▶ _Given exercise_
Rewrite the part of the listing that opens with the line containing "search: sky?" and closes at the end of the listing, swapping "spider plant" for "hanging fern" and leaving all else unchanged.

── Records shown ──

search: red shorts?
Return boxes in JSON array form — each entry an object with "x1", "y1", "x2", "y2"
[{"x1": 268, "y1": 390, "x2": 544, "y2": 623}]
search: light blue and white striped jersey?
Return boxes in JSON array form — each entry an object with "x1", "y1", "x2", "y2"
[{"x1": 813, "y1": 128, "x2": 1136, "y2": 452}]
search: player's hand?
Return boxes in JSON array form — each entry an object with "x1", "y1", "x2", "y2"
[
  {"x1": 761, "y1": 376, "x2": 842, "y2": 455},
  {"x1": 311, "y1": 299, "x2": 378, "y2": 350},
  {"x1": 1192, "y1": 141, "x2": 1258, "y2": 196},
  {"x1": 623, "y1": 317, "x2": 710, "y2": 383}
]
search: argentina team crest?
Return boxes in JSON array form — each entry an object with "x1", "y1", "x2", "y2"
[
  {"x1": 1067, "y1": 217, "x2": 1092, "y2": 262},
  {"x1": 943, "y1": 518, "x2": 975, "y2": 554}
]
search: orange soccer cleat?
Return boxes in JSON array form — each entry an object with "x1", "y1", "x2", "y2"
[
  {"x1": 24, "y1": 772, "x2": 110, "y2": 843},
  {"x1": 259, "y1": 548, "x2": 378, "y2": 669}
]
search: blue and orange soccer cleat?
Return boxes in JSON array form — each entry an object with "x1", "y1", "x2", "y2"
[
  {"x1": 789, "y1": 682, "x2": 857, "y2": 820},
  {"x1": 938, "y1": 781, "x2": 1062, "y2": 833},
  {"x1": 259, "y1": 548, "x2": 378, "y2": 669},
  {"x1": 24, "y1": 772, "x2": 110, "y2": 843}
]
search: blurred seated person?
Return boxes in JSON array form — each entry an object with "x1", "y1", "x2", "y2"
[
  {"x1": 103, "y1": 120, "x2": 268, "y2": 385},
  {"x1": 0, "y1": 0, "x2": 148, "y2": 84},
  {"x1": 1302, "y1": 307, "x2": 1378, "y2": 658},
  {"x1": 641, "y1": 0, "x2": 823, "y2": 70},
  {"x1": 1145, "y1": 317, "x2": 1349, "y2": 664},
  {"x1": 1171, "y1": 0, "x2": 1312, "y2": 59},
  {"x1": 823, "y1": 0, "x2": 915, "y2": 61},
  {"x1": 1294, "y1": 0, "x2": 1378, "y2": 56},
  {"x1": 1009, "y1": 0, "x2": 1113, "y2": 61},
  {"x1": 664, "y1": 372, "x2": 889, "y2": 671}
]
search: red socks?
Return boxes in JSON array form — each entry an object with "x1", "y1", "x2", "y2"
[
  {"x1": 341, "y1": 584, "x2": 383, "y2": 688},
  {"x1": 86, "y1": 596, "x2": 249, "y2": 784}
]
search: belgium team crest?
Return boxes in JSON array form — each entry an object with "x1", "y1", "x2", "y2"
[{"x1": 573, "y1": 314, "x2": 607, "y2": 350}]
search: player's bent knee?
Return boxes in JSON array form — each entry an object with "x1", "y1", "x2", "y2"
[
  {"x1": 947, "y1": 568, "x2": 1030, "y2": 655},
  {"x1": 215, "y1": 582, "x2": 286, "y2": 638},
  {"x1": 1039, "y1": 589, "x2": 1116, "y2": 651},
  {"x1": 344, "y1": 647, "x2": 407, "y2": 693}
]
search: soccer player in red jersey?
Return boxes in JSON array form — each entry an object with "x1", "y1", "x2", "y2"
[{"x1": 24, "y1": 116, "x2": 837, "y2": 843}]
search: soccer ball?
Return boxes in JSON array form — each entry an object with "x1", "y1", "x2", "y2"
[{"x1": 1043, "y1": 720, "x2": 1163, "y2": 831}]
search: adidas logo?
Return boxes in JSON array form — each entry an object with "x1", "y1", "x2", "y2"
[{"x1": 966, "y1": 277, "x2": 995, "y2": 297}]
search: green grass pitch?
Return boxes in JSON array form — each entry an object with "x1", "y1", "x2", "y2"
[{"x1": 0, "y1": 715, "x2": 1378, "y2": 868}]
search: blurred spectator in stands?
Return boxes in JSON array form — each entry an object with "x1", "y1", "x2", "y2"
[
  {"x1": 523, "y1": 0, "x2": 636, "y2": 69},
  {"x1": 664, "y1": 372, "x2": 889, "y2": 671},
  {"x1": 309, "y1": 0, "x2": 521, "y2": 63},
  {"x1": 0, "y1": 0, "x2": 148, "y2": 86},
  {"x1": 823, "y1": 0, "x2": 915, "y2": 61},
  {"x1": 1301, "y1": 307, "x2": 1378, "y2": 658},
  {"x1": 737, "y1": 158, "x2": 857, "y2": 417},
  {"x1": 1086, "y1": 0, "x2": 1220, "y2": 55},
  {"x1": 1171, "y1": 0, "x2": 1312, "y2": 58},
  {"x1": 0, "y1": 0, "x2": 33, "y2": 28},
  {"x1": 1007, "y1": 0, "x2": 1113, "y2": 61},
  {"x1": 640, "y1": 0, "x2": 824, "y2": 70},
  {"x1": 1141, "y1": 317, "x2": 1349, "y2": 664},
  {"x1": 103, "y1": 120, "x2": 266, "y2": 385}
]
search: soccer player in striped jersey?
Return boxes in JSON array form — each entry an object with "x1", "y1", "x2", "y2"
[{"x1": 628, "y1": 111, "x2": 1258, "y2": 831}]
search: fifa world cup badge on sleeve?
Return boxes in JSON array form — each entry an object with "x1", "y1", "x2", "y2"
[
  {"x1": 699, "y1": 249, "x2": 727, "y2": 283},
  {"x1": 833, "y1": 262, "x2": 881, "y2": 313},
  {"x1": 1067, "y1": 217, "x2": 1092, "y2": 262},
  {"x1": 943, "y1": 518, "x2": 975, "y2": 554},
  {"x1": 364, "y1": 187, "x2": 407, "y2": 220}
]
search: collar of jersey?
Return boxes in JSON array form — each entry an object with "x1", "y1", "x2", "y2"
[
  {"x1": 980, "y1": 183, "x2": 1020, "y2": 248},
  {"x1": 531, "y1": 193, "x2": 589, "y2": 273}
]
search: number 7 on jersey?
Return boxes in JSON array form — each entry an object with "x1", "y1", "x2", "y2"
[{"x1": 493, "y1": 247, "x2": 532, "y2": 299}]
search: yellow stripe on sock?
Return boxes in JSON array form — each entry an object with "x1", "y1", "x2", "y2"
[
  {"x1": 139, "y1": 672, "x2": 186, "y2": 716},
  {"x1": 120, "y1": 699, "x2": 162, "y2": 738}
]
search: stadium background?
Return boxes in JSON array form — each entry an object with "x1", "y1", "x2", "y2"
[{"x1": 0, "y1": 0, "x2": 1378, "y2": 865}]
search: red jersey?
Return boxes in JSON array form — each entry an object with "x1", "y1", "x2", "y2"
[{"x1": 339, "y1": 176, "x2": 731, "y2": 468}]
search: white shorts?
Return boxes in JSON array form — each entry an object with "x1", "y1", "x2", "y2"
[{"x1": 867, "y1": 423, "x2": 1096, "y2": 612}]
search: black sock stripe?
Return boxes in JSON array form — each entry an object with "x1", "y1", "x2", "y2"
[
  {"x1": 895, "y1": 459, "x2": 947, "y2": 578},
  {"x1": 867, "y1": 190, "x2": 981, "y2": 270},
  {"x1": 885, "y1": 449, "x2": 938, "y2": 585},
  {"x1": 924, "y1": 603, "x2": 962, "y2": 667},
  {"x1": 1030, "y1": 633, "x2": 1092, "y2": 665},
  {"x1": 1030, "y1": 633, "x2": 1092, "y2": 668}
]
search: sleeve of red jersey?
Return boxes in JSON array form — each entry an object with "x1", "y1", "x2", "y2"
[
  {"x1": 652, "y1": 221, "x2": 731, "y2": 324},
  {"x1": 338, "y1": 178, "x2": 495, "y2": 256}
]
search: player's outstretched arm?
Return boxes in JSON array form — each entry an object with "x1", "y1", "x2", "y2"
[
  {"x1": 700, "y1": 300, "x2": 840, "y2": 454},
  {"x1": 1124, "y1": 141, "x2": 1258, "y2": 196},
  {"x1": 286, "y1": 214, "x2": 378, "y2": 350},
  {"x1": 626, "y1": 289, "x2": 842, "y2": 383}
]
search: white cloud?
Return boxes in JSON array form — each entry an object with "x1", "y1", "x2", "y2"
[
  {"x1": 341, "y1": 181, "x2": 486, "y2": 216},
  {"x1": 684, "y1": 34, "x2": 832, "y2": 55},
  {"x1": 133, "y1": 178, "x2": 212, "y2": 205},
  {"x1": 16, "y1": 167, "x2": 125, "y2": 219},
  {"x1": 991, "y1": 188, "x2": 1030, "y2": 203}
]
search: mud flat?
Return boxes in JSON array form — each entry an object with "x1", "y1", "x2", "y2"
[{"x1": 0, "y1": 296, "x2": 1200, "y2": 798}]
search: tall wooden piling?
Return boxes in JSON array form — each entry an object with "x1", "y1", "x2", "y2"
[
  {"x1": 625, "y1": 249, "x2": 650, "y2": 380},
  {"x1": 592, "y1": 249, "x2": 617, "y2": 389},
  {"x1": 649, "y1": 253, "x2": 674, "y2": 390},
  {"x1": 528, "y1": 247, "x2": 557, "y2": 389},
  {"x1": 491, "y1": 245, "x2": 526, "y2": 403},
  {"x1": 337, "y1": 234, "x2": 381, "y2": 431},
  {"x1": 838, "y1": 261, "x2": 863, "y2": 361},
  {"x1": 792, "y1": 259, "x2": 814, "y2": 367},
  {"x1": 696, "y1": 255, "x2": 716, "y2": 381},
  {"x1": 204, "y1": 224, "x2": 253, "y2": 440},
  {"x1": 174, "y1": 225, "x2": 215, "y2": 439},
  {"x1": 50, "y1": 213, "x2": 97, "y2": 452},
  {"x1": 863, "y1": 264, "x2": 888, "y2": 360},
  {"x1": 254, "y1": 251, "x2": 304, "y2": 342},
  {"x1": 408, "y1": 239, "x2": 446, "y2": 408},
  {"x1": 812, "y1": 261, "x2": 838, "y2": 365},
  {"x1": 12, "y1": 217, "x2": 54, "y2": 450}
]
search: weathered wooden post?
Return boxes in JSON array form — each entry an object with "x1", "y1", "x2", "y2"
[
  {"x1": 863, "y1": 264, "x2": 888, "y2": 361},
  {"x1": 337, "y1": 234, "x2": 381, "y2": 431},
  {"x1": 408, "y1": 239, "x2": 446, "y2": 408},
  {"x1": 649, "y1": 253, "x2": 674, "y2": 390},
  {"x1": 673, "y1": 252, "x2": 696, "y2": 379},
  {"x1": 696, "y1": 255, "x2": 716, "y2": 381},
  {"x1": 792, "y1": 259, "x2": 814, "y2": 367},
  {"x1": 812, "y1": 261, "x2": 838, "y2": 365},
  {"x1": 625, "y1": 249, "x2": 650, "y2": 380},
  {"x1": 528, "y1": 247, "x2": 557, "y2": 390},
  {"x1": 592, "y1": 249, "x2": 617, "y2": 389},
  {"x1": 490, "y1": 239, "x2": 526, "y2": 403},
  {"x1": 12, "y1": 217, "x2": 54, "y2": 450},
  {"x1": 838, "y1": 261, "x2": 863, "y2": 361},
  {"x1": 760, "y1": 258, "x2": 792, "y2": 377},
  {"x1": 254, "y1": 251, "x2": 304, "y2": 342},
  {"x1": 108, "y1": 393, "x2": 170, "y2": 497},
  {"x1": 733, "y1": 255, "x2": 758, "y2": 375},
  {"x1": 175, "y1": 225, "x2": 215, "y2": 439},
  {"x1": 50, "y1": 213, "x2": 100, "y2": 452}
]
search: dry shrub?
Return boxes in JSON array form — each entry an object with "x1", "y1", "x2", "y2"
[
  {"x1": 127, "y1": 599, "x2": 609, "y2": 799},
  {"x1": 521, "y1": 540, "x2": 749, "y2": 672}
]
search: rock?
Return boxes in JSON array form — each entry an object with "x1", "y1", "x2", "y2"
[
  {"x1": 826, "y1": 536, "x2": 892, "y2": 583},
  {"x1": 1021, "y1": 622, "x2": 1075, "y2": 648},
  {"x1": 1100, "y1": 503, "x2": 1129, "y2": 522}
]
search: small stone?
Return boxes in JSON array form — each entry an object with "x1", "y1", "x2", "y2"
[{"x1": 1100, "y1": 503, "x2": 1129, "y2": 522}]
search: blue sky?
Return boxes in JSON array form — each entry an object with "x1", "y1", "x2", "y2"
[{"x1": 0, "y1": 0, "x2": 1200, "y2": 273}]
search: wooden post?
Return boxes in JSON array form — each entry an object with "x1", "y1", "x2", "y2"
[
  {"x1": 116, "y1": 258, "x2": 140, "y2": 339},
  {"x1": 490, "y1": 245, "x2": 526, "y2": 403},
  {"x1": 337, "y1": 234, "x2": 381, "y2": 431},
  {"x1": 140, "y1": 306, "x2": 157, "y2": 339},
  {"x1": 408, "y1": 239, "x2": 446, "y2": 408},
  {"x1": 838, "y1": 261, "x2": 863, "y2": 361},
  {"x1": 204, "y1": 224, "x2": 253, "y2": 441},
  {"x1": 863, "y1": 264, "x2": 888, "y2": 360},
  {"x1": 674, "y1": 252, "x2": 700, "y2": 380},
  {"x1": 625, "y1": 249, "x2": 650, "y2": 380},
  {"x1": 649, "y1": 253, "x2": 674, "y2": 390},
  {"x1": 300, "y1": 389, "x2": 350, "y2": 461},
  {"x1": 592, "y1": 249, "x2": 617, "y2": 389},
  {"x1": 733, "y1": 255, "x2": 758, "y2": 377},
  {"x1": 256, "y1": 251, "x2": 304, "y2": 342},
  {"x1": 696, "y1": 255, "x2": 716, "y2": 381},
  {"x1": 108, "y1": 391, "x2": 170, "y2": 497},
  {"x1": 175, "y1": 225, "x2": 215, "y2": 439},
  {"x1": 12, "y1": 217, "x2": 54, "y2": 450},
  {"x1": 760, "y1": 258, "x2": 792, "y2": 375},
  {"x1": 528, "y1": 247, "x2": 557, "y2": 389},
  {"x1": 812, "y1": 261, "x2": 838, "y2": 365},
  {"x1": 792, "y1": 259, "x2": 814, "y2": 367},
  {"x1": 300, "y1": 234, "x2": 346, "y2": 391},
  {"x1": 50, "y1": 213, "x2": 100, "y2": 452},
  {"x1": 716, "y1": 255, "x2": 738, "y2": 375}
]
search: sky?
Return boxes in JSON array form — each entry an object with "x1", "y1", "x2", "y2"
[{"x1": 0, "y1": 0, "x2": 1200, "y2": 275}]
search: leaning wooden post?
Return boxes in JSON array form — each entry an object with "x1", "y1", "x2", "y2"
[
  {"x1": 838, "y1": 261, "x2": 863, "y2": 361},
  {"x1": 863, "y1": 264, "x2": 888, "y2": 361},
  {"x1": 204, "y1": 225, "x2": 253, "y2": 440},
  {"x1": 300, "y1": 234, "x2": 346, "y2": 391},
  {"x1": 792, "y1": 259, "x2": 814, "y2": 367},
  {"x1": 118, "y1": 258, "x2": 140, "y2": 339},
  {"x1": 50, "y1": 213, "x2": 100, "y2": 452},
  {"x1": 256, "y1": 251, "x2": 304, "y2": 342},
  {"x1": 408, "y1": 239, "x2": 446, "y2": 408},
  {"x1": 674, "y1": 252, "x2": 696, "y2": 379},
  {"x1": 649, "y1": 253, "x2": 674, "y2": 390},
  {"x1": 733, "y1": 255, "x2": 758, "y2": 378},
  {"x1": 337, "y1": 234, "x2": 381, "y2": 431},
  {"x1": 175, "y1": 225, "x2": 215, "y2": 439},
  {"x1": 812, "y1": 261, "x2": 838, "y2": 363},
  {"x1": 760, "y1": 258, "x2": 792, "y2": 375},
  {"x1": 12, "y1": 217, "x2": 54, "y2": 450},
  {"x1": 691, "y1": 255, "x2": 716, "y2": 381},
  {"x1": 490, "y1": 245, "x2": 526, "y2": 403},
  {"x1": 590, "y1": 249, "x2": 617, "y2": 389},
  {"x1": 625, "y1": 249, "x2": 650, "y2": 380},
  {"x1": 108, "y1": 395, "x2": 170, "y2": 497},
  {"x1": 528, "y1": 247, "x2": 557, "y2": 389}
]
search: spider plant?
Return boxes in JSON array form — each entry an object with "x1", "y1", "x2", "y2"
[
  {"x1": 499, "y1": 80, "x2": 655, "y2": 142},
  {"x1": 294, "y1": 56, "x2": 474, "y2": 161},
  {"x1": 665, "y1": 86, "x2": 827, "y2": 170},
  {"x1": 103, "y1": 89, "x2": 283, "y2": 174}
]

───

▶ _Worked solution_
search: sky?
Return boxes in JSON array form — each entry an object with "x1", "y1", "x2", "y2"
[{"x1": 0, "y1": 0, "x2": 1200, "y2": 275}]
search: leaning wooden post?
Return boxes in JSON array form — each entry an object with "x1", "y1", "x2", "y2"
[
  {"x1": 838, "y1": 261, "x2": 863, "y2": 361},
  {"x1": 863, "y1": 264, "x2": 888, "y2": 361},
  {"x1": 204, "y1": 225, "x2": 253, "y2": 440},
  {"x1": 300, "y1": 234, "x2": 346, "y2": 391},
  {"x1": 792, "y1": 259, "x2": 814, "y2": 367},
  {"x1": 118, "y1": 258, "x2": 140, "y2": 339},
  {"x1": 50, "y1": 213, "x2": 100, "y2": 452},
  {"x1": 256, "y1": 251, "x2": 304, "y2": 342},
  {"x1": 408, "y1": 239, "x2": 446, "y2": 408},
  {"x1": 674, "y1": 252, "x2": 696, "y2": 379},
  {"x1": 649, "y1": 253, "x2": 674, "y2": 390},
  {"x1": 733, "y1": 255, "x2": 758, "y2": 378},
  {"x1": 337, "y1": 234, "x2": 381, "y2": 431},
  {"x1": 175, "y1": 225, "x2": 215, "y2": 439},
  {"x1": 812, "y1": 261, "x2": 838, "y2": 363},
  {"x1": 760, "y1": 258, "x2": 792, "y2": 375},
  {"x1": 12, "y1": 217, "x2": 54, "y2": 450},
  {"x1": 691, "y1": 255, "x2": 716, "y2": 381},
  {"x1": 490, "y1": 245, "x2": 526, "y2": 403},
  {"x1": 590, "y1": 249, "x2": 617, "y2": 389},
  {"x1": 625, "y1": 249, "x2": 650, "y2": 380},
  {"x1": 108, "y1": 395, "x2": 170, "y2": 497},
  {"x1": 528, "y1": 247, "x2": 557, "y2": 389}
]
search: hanging fern?
Return boxes in JSON array form — each entry an object with "x1", "y1", "x2", "y2"
[
  {"x1": 499, "y1": 80, "x2": 655, "y2": 142},
  {"x1": 294, "y1": 56, "x2": 474, "y2": 161},
  {"x1": 665, "y1": 86, "x2": 827, "y2": 170},
  {"x1": 103, "y1": 89, "x2": 283, "y2": 174}
]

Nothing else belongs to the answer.